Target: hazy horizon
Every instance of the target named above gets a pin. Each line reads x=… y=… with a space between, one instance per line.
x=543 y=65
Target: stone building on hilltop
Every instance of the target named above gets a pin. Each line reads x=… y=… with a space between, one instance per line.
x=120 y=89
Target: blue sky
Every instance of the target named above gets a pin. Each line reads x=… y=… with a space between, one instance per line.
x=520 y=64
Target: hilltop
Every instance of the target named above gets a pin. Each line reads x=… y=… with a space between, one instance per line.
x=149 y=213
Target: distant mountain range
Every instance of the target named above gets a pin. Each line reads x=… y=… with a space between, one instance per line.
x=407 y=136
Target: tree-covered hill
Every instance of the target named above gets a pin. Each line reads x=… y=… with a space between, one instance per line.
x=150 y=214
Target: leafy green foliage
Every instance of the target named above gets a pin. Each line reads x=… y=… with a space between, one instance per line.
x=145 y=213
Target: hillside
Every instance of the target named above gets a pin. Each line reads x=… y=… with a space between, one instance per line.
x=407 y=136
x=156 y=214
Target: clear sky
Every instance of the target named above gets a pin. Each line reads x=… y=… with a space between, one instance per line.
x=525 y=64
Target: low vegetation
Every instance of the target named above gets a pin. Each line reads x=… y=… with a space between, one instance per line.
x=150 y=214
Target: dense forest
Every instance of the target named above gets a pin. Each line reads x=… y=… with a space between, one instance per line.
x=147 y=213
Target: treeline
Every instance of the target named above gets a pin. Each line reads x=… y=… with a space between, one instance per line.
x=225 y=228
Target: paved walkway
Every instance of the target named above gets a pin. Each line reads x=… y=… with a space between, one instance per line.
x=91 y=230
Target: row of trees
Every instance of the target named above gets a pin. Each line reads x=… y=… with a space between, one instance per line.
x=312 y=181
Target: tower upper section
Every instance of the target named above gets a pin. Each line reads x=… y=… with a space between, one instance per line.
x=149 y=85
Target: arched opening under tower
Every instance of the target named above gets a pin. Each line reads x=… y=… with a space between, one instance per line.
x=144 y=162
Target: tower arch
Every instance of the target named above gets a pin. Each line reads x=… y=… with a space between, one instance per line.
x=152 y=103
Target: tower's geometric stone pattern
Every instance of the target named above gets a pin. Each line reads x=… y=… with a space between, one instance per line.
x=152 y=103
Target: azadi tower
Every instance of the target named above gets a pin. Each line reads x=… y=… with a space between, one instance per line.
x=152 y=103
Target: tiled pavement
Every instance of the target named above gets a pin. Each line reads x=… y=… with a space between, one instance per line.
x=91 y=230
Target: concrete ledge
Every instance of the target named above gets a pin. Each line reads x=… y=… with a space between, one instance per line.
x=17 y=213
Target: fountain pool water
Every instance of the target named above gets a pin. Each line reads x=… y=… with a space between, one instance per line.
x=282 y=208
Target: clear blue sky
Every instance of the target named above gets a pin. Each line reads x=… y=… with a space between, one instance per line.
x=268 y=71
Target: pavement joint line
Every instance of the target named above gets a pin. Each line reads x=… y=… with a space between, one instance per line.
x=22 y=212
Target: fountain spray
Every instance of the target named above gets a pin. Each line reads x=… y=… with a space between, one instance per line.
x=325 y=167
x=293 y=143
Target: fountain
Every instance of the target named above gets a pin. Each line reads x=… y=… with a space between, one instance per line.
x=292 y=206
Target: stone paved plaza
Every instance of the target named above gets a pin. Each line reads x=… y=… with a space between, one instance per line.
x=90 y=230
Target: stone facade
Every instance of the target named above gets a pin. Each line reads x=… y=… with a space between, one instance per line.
+++
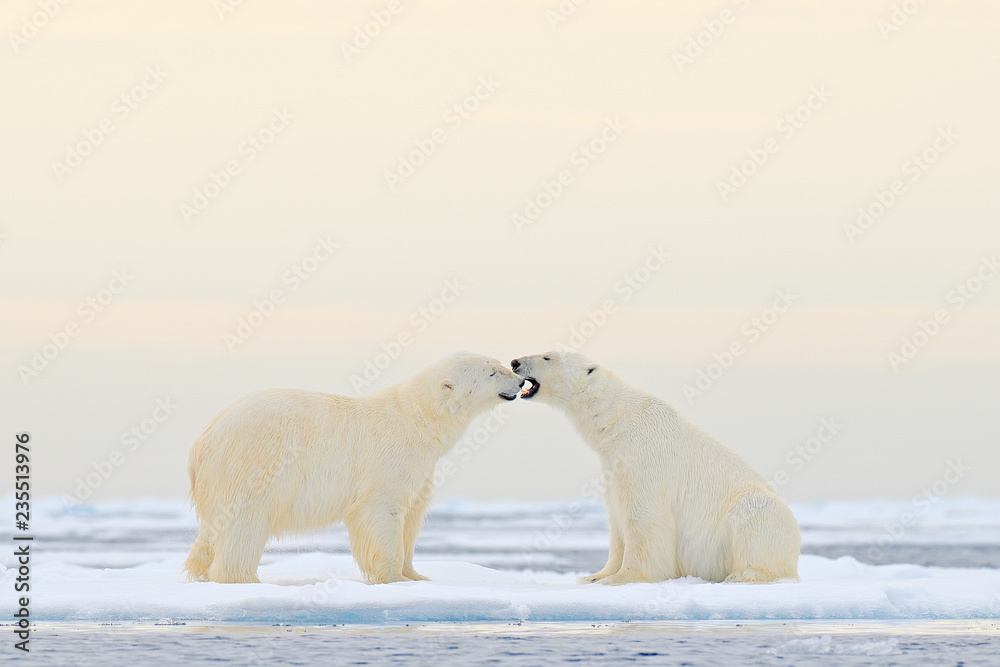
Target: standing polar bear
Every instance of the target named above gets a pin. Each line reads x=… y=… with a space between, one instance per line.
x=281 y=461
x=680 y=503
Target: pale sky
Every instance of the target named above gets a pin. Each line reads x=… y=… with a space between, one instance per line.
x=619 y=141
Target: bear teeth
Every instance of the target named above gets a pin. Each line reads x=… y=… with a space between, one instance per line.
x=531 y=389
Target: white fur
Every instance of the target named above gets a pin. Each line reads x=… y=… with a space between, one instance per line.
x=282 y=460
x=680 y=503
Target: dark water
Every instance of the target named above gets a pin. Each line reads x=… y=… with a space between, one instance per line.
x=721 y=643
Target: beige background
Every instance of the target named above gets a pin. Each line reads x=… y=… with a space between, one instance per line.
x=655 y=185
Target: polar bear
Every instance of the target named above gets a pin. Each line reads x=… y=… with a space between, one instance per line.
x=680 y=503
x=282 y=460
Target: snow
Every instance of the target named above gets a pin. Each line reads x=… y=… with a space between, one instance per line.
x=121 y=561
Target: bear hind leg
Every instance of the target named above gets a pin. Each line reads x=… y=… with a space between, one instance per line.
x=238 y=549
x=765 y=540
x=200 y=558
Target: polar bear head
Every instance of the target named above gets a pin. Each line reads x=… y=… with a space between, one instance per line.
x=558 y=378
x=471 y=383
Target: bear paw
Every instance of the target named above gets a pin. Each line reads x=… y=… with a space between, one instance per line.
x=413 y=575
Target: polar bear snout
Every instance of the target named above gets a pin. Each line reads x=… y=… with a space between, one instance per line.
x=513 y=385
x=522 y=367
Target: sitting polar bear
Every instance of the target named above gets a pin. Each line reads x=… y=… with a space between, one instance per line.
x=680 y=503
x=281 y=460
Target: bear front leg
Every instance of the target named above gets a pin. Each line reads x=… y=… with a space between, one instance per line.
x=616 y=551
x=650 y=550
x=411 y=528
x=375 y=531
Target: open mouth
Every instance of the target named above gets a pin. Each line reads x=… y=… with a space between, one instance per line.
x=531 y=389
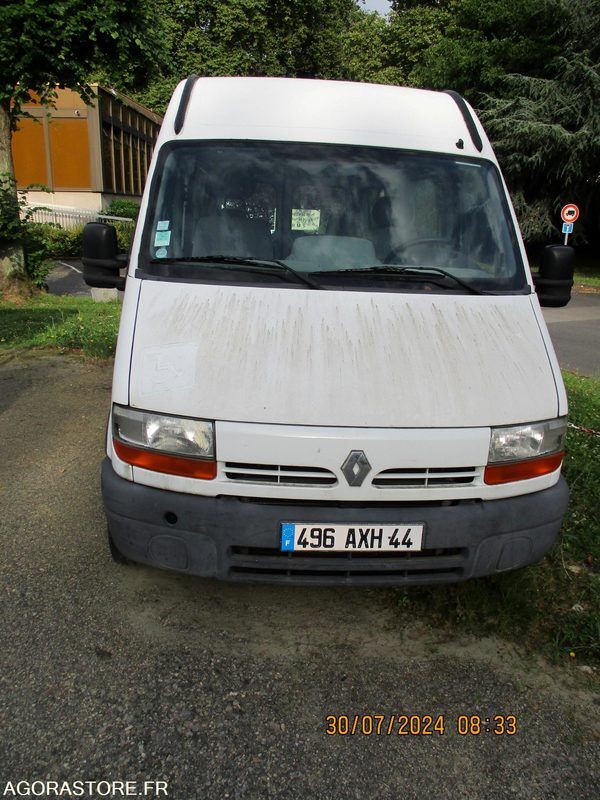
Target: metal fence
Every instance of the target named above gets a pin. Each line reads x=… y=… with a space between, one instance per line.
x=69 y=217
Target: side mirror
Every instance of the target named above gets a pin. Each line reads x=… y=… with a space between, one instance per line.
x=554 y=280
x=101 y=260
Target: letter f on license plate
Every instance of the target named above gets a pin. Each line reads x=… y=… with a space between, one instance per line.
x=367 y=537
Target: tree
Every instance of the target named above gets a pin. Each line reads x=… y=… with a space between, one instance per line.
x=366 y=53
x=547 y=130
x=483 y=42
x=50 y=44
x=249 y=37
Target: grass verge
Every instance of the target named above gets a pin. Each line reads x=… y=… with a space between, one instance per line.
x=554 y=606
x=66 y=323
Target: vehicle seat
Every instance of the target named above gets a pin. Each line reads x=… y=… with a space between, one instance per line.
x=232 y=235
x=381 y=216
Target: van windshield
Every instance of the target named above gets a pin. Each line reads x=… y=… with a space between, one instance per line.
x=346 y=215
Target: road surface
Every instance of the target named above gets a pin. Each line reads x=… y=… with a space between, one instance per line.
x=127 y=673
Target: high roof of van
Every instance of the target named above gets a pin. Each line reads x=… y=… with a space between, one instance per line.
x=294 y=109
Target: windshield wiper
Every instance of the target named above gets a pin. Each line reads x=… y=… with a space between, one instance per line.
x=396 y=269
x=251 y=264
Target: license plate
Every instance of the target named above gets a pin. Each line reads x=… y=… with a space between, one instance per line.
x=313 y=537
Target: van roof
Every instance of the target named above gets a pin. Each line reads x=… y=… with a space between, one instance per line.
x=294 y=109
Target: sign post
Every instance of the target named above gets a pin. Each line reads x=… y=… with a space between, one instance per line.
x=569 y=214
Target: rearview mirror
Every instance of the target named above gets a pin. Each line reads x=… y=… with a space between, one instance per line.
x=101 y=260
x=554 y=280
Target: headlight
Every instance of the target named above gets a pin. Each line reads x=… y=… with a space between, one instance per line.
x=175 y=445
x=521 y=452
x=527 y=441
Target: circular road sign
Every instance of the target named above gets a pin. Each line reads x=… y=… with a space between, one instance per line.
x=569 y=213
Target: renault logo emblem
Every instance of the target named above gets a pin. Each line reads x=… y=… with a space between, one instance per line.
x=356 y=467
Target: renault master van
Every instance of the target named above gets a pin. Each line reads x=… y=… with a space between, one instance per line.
+++
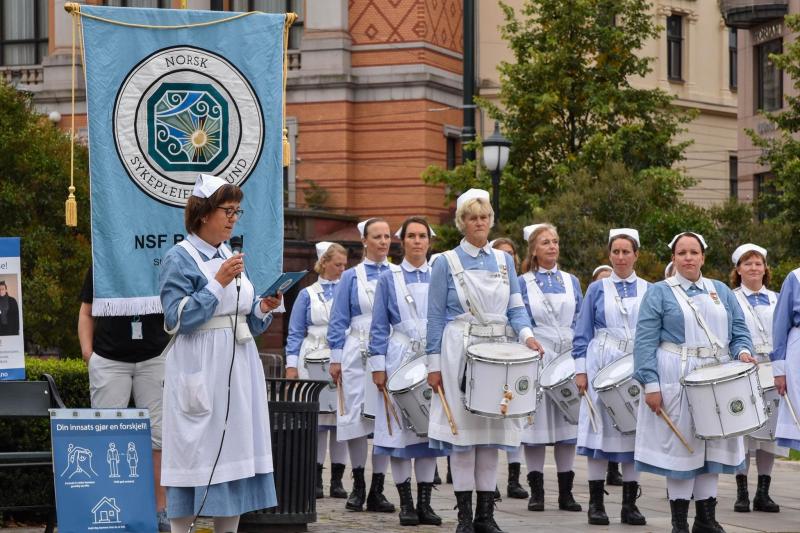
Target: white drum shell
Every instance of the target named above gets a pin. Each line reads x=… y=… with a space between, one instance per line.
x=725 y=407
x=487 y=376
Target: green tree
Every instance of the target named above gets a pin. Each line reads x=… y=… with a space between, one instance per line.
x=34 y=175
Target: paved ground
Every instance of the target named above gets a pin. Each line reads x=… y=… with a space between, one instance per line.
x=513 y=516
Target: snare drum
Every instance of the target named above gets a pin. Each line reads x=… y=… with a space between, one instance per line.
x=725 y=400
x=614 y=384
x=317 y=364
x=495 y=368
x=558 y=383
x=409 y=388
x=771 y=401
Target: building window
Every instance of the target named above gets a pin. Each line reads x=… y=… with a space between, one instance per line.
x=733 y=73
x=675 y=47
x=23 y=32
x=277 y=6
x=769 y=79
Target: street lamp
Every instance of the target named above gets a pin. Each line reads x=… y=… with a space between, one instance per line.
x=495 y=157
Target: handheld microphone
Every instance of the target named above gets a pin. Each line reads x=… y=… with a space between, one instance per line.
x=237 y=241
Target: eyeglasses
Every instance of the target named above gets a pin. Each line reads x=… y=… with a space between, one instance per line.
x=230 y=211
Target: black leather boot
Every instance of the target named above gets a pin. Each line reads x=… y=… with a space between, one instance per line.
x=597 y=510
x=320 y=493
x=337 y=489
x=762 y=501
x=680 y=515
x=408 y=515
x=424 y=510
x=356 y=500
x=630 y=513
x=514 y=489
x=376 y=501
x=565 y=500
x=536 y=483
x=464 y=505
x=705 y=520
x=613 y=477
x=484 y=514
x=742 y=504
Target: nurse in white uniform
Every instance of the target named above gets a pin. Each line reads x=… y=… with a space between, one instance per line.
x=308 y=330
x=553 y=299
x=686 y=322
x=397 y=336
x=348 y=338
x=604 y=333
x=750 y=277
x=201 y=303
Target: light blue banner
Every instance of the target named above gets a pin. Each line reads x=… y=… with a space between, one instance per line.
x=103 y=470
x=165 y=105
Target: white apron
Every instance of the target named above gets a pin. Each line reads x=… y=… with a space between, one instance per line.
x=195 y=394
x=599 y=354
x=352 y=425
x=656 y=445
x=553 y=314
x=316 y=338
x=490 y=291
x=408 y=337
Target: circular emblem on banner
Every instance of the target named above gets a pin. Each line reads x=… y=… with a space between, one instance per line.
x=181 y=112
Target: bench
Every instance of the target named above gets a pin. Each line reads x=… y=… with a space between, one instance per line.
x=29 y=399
+++
• Directive: Echo back the data from the line with "Target: hazy horizon" up to and including the line with "x=147 y=213", keeping every line unchanged.

• Correct answer:
Target: hazy horizon
Every instance of the target named above gets a pin. Each line reads x=… y=… with a space between, one instance per line.
x=543 y=65
Target: stone building on hilltop
Every instance of the target named above gets a pin. Each line reads x=… y=… with a space between, one instance per line.
x=120 y=89
Target: blue sky
Every instance of the target named above gets a pin. Each line reads x=… y=… with a space between, one instance per line.
x=520 y=64
Target: hilltop
Every instance of the target named above gets a pin. Each line reads x=… y=… with a space between, one instance per line.
x=149 y=213
Target: distant mountain range
Every instance of the target named above gets a pin. Each line reads x=… y=… with a space between, one instance per line.
x=407 y=136
Target: tree-covered hill
Every instance of the target named above gets a pin. Each line reads x=… y=… with a space between, one instance per line.
x=150 y=214
Target: leafy green foliage
Every instance of the target named above gets a pin. Each line reads x=… y=… with a space between, one instance per line.
x=145 y=213
Target: hillside
Every instance of the target named above gets a pin. Each line reads x=… y=… with a space between, one instance per line.
x=407 y=136
x=156 y=214
Target: clear sky
Every instance of the target named above gets a pin. Each line reads x=… y=… with a space between, one instance per line.
x=525 y=64
Target: low vegetation
Every instance of the target named above gets a pin. Each line reads x=… y=… with a space between, one instance per line.
x=150 y=214
Target: dense forest
Every instance of the target named above gets a pin. Each line reads x=… y=… with a space between, one instance per line.
x=147 y=213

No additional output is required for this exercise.